#### THE TASK:
Find every line in the material below that contains the word "girl" and copy each of those lines in full.

───── RECORD LIST ─────

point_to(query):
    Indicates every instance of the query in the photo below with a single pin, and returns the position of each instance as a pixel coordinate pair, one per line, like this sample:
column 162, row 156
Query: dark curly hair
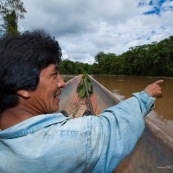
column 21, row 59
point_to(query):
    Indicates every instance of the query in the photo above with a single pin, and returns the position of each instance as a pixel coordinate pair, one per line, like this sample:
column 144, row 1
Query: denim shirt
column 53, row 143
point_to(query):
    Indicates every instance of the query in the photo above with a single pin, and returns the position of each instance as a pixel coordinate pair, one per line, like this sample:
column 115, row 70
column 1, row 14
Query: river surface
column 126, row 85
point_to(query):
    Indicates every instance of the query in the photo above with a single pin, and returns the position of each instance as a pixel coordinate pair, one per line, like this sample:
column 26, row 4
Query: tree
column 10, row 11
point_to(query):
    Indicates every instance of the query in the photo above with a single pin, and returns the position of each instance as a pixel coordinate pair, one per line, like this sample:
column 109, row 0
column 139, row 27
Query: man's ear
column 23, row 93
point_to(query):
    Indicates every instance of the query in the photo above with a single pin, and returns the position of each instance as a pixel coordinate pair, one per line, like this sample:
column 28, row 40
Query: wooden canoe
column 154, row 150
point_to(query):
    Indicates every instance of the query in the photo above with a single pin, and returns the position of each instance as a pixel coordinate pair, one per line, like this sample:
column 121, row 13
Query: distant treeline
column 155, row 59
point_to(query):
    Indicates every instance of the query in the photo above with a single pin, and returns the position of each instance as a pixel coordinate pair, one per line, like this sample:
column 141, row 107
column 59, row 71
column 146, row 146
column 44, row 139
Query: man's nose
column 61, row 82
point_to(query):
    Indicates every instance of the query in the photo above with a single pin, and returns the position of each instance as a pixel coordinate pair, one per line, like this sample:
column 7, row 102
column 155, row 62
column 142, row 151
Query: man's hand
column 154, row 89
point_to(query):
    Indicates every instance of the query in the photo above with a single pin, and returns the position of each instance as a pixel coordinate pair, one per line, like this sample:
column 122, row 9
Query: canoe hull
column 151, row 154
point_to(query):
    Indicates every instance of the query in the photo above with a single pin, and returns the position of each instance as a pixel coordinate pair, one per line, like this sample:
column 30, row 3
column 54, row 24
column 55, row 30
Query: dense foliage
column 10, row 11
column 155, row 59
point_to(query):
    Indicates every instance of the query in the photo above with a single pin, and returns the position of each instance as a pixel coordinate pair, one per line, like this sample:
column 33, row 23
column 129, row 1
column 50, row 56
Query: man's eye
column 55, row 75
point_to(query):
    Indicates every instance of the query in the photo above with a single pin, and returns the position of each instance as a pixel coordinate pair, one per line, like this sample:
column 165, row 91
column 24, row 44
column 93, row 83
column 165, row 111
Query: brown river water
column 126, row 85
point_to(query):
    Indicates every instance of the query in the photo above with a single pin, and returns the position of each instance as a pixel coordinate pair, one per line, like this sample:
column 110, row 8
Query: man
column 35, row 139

─────
───── RECORD LIST ─────

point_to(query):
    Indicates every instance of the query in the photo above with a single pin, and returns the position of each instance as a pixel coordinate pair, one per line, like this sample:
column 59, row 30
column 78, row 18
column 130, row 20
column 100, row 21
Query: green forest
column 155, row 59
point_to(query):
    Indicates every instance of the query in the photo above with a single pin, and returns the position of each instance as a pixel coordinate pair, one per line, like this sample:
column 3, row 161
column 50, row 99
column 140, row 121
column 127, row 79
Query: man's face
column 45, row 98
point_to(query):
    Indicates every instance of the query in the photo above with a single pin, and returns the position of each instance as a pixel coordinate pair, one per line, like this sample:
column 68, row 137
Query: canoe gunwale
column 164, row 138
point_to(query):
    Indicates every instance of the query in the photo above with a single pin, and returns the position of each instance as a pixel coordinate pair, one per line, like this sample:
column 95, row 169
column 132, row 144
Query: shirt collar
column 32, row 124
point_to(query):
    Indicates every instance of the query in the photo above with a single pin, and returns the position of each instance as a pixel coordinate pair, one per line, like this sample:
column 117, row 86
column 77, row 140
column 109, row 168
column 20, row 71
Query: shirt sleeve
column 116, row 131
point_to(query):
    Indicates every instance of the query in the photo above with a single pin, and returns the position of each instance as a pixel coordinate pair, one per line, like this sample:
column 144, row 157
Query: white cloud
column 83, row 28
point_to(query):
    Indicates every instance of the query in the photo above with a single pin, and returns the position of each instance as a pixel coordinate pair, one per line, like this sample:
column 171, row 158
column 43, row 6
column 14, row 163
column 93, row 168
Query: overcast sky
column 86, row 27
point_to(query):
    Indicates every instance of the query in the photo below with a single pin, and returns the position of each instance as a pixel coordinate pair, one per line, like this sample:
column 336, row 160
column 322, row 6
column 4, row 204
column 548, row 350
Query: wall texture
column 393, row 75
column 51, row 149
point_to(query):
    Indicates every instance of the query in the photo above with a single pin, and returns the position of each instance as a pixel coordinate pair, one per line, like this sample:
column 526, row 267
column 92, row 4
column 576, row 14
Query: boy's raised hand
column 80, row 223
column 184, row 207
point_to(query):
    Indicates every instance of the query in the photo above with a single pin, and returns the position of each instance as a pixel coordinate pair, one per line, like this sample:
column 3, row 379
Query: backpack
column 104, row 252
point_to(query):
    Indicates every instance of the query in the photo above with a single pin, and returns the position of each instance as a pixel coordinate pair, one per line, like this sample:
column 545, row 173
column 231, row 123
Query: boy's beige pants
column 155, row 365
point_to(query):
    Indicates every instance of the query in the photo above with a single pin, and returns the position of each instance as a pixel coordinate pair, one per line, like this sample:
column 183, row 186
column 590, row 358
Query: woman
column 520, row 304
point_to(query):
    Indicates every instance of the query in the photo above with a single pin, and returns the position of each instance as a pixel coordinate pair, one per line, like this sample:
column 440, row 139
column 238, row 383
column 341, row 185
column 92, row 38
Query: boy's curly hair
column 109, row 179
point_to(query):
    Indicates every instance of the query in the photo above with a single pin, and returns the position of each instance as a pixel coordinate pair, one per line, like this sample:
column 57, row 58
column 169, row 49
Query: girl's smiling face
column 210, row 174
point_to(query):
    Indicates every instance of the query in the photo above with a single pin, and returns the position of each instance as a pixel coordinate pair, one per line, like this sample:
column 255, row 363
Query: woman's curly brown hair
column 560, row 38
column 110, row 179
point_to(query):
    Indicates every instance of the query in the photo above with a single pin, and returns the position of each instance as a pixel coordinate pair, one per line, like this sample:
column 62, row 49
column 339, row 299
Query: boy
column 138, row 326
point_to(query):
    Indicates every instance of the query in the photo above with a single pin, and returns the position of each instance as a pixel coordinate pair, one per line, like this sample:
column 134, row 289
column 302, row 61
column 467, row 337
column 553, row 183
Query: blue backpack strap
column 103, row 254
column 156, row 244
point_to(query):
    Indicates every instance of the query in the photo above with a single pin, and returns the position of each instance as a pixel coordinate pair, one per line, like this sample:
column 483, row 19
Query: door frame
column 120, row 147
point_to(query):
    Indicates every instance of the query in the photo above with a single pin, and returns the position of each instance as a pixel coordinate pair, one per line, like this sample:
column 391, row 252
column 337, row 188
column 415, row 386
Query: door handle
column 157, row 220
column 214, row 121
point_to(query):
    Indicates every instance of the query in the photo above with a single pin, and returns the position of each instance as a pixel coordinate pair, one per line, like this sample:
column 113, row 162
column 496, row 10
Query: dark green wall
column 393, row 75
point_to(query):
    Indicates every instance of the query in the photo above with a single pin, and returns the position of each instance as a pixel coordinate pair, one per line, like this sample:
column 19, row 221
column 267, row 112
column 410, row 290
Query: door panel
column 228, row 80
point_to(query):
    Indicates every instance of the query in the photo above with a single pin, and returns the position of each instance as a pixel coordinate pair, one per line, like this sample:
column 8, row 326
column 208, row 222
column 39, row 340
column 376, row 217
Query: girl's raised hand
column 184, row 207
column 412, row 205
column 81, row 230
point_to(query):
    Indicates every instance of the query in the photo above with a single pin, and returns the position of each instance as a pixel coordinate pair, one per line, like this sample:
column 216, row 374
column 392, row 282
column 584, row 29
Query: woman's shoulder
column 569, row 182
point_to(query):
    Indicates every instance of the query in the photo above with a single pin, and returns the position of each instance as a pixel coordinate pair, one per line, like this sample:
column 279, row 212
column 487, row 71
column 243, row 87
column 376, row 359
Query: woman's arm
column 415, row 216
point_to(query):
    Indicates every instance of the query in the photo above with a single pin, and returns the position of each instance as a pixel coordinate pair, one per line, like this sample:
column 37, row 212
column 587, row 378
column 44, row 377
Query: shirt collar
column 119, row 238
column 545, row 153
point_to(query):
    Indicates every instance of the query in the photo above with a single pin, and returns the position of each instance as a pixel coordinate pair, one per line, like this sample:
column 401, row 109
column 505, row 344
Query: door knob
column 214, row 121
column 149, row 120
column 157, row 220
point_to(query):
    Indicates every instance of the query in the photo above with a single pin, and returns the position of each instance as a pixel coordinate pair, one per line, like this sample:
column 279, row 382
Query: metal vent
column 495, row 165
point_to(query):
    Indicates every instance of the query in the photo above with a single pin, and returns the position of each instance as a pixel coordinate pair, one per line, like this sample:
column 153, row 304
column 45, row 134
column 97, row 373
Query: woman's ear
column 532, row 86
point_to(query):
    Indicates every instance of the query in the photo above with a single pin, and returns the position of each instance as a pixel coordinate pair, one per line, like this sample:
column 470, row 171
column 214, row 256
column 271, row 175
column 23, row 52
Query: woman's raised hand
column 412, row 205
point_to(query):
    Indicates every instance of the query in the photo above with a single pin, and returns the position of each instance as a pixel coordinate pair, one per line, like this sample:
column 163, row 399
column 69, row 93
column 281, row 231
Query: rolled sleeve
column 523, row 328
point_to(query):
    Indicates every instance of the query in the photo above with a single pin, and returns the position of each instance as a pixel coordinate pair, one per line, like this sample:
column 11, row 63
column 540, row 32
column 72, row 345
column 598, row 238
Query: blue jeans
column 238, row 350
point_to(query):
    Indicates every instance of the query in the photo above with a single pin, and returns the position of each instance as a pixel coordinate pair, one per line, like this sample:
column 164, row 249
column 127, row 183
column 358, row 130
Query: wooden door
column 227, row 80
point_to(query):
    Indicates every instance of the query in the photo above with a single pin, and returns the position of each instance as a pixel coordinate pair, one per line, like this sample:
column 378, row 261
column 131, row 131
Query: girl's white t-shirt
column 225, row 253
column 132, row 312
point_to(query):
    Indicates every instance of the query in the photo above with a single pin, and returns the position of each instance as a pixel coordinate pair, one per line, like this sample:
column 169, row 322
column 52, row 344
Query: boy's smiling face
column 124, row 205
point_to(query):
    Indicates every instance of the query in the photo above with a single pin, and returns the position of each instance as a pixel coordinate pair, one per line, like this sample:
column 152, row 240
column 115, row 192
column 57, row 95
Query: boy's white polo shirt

─────

#### SOLUTION:
Query: girl's smiling face
Query: girl's raised hand
Query: girl's white t-shirt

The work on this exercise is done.